- **Aim**
Format every line of the entries below, beginning with the line that contains "Q: Point to the white cloud" and ending with the final line, as a JSON list of strings, one string per line. Leave out any blank lines.

- **Material for the task**
· · · · ·

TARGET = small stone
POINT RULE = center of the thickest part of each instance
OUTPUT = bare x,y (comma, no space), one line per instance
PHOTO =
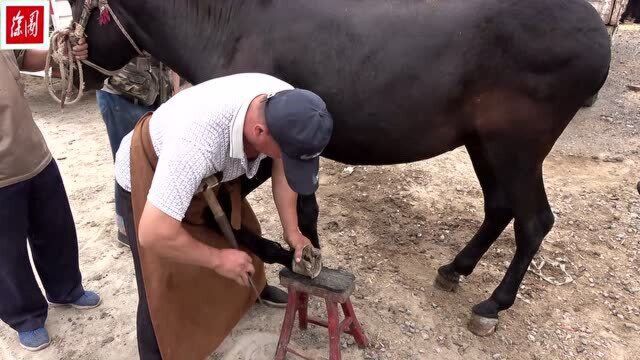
107,340
633,87
348,170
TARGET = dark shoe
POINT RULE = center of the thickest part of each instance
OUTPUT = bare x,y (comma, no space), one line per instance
274,297
34,340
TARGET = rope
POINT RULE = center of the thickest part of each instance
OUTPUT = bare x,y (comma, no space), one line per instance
60,46
60,51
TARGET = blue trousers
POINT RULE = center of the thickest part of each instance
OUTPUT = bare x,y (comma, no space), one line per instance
120,117
37,209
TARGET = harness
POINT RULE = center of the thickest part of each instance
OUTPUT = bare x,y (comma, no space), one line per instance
61,43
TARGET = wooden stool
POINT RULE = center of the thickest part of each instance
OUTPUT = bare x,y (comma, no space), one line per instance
335,287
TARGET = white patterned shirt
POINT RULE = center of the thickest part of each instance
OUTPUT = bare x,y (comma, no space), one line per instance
196,134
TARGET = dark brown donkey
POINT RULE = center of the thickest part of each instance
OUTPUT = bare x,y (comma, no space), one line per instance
405,80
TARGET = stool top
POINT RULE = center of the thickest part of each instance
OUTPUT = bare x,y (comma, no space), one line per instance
330,283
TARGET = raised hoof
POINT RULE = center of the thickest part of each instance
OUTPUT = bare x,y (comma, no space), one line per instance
446,284
310,264
482,326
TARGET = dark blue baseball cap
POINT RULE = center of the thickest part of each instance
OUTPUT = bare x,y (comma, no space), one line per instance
299,122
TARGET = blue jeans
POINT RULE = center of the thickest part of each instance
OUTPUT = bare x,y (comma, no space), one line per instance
120,117
37,209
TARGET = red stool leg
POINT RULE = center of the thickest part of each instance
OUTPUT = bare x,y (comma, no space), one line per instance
302,310
356,328
287,324
334,332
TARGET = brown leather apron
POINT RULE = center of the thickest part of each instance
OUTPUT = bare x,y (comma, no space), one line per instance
192,308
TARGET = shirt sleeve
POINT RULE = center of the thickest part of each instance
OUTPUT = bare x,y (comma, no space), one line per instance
183,164
19,57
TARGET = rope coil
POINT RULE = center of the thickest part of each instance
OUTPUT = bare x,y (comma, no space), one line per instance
60,45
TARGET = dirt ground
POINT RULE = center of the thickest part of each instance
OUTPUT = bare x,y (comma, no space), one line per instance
393,226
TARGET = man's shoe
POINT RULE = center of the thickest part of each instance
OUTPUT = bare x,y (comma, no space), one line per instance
34,340
88,300
274,297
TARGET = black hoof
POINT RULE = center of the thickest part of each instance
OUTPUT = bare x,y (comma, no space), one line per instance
482,326
590,101
447,279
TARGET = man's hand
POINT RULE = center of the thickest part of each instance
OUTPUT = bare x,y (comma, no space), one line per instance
235,265
297,242
81,50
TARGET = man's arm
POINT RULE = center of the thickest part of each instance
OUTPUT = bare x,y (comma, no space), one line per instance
35,60
165,236
286,202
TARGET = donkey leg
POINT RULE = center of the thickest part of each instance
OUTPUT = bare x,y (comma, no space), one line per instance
533,220
497,216
268,251
308,211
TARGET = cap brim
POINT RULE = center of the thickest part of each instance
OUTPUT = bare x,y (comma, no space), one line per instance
302,175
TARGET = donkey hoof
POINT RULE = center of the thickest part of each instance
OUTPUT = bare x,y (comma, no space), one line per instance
447,279
482,326
446,284
310,264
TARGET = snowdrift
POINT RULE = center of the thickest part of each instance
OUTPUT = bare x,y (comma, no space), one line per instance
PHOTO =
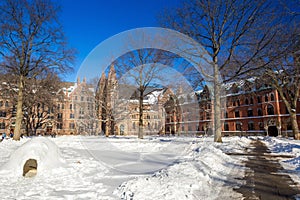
43,150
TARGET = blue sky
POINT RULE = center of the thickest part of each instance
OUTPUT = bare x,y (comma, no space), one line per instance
89,22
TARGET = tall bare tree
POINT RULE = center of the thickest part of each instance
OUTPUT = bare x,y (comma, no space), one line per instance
39,107
142,69
227,29
31,42
283,72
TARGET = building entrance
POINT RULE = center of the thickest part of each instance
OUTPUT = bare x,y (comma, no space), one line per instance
272,130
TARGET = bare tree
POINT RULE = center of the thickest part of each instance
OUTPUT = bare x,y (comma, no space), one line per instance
283,72
39,106
227,29
31,42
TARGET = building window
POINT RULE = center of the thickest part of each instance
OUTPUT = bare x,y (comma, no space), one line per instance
270,110
2,114
259,112
71,125
238,126
237,113
250,112
272,97
59,116
59,126
266,98
261,126
258,99
250,126
81,111
2,125
226,126
251,101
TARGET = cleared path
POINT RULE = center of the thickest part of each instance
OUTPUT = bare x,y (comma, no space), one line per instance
265,178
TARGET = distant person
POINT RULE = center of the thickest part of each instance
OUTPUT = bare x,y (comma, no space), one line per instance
3,136
11,135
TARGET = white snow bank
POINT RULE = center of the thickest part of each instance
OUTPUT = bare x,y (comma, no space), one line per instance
287,146
41,149
204,172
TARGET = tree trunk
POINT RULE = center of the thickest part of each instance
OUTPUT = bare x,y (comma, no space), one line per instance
141,125
295,126
217,104
19,117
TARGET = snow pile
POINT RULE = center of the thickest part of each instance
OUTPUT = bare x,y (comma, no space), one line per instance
200,174
41,149
287,146
78,177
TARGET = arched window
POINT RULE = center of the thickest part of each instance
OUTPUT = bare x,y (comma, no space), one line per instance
250,126
250,112
266,98
259,112
258,99
238,126
122,128
251,100
270,110
226,126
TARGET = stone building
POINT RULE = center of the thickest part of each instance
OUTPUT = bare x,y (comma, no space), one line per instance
72,111
118,107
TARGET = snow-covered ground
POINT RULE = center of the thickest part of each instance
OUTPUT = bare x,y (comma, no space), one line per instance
287,146
94,167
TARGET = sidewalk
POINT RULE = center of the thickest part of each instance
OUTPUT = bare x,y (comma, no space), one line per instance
265,179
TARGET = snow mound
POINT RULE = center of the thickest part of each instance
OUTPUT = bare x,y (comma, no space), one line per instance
43,150
205,167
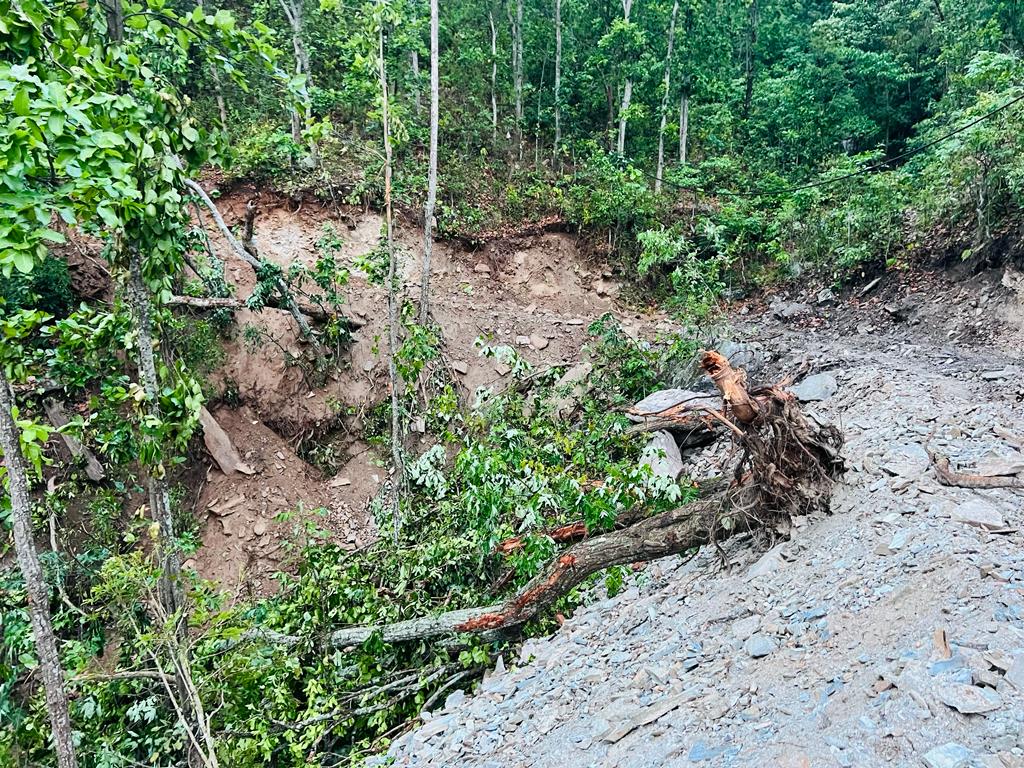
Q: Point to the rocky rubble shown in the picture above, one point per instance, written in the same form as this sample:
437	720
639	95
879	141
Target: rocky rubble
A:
890	633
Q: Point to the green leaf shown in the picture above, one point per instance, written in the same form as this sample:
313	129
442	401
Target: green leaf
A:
22	104
24	262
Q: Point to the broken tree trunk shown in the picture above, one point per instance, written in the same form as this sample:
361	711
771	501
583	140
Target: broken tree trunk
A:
286	296
785	467
78	452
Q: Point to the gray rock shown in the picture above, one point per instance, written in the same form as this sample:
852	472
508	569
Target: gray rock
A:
663	456
788	309
538	341
825	296
760	645
667	398
747	355
978	513
743	628
570	388
817	387
1015	675
948	756
970	699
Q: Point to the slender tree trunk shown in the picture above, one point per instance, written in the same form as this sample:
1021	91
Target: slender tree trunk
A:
170	589
665	100
517	74
627	92
684	125
414	56
171	595
428	213
558	77
392	303
752	39
494	78
32	571
293	11
217	90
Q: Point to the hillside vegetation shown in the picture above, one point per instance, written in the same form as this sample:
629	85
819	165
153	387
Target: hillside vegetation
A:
327	236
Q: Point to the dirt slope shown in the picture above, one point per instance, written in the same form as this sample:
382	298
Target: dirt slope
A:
888	634
534	293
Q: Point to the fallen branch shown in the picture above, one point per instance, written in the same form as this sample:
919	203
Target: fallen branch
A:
57	417
947	476
255	262
786	467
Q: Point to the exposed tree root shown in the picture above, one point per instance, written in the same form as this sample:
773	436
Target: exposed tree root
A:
786	466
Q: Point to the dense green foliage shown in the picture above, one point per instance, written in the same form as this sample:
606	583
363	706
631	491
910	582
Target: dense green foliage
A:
804	125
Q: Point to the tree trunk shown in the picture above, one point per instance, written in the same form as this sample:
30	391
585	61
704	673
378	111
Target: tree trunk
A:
517	74
171	596
494	78
428	213
684	125
170	590
752	39
32	571
558	77
294	11
667	82
398	471
414	56
217	90
250	258
785	467
627	92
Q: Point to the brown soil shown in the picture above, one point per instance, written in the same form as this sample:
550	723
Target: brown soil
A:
507	291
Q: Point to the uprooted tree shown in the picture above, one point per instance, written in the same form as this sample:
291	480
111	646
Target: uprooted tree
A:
784	465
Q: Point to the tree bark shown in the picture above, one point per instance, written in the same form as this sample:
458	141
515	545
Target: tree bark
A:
398	470
558	78
414	56
494	78
257	264
294	12
517	74
666	84
32	571
428	213
786	466
684	125
171	594
627	92
752	39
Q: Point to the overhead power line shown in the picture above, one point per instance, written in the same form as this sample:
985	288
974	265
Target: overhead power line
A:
836	179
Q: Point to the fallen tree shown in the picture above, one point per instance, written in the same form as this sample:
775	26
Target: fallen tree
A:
785	465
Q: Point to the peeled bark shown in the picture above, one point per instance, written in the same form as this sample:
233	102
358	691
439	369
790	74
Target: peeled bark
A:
786	465
414	56
171	593
35	587
517	73
293	12
428	213
666	85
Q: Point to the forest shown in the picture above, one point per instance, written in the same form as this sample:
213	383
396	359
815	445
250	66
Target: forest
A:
696	153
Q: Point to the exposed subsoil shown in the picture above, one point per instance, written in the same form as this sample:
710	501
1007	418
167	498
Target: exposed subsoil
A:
889	633
535	293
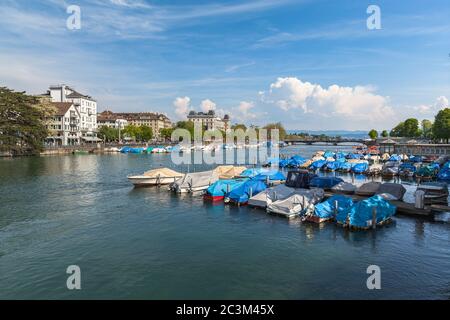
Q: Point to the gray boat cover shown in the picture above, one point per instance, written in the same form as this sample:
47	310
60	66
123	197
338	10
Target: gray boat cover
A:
368	189
196	180
275	193
300	200
392	191
344	187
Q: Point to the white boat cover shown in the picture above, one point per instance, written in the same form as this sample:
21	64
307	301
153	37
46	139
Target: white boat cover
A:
344	188
368	189
229	172
300	200
196	180
274	193
162	173
392	191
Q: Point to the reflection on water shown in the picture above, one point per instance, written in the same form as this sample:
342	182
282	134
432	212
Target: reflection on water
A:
150	243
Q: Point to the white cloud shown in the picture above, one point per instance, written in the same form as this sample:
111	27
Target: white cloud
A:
207	105
182	106
353	103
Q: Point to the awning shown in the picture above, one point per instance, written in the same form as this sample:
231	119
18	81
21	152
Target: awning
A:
91	139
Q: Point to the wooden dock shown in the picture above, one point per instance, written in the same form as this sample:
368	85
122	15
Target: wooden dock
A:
403	208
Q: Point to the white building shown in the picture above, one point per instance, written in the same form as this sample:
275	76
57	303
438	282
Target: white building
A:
64	125
210	120
85	105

· · · · ·

- **Complete output**
[
  "Q: Point to the white cloud shown in the picture above, one point per instance, written in the same form as this sample:",
  "111\t27",
  "Target: white cloud",
  "A:",
  "207\t105",
  "182\t106",
  "353\t103",
  "Q: Point to the awning shown in the picture above, one point per instance, written in the same form as this sample:",
  "231\t119",
  "18\t81",
  "21\t152",
  "Target: awning",
  "A:",
  "91\t139",
  "Q: Point to the wooden dock shown in the picture above, one point per instance, written in the same form as this sample:",
  "368\t85",
  "122\t15",
  "Target: wooden dock",
  "A:",
  "403\t208",
  "Q: Point to the white building shown in the picture above, one point per instance, written in the same form as this sample:",
  "275\t76",
  "57\t303",
  "438\t282",
  "Target: white building",
  "A:",
  "64\t125",
  "210\t120",
  "85\t105"
]